▶ Brief:
Filter the records below, copying out every line that contains the word "flower".

▶ Saved data entries:

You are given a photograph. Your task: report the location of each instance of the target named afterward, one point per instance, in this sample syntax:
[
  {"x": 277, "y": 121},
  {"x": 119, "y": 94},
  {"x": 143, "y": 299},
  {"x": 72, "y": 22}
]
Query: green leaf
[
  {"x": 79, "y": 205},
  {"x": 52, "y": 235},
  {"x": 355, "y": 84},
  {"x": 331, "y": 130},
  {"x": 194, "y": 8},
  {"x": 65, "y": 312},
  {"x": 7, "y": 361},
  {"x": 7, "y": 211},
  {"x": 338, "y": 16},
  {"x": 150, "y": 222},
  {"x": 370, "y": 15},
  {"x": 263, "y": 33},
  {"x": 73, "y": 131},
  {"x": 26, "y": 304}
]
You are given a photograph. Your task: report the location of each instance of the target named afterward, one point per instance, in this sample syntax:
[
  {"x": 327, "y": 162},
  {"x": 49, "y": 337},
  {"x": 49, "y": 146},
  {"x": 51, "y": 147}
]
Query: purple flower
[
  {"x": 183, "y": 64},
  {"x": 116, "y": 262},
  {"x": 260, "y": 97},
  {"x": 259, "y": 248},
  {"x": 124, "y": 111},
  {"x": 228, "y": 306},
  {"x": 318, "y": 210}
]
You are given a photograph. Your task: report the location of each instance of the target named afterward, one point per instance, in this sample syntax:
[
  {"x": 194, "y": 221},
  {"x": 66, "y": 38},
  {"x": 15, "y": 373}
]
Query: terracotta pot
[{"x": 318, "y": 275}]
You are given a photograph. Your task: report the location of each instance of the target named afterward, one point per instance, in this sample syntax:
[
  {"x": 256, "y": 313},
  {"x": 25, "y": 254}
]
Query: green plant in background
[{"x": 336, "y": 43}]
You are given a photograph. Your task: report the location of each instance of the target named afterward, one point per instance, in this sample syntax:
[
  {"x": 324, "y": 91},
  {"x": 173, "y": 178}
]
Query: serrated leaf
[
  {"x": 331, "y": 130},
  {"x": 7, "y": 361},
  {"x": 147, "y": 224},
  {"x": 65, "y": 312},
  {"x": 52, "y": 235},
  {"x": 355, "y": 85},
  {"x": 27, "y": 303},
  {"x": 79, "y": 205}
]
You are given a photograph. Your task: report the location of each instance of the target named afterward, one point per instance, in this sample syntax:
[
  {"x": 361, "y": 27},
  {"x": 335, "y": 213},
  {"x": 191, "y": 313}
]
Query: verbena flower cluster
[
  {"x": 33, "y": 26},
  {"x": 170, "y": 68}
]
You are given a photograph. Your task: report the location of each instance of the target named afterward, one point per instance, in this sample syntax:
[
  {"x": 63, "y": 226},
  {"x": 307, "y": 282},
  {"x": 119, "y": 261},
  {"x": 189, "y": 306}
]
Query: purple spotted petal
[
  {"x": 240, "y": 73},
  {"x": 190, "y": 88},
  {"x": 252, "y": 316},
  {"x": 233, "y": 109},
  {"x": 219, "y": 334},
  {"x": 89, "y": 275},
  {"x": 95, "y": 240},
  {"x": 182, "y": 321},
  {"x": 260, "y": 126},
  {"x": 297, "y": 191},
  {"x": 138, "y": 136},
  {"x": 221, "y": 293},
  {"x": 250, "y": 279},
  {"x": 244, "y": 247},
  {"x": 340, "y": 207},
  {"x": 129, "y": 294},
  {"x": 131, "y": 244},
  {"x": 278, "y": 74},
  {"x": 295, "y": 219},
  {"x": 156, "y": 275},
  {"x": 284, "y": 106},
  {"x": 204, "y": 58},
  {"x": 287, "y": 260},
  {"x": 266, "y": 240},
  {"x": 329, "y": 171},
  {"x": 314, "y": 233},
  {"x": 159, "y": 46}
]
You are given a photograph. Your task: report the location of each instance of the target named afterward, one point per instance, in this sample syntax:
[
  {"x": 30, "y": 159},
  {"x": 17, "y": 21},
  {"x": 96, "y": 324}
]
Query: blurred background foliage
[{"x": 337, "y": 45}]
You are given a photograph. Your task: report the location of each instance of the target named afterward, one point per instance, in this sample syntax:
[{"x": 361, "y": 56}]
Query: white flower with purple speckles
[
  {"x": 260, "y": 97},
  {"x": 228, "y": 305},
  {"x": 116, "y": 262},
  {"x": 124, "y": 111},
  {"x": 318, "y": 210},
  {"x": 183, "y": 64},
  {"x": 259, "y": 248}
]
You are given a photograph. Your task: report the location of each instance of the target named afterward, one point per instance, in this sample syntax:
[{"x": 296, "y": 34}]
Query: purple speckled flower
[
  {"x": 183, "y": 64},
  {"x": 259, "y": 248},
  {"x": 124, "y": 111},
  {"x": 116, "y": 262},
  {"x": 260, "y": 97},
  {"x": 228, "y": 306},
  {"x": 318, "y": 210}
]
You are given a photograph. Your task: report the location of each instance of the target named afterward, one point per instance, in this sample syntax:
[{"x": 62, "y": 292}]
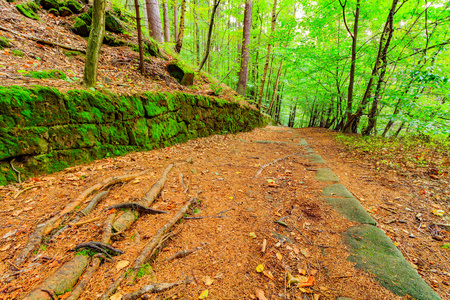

▶ Solved exercise:
Query: purple flower
Query: verbena flower cluster
Query: white flower with purple speckles
Query: purple speckled flower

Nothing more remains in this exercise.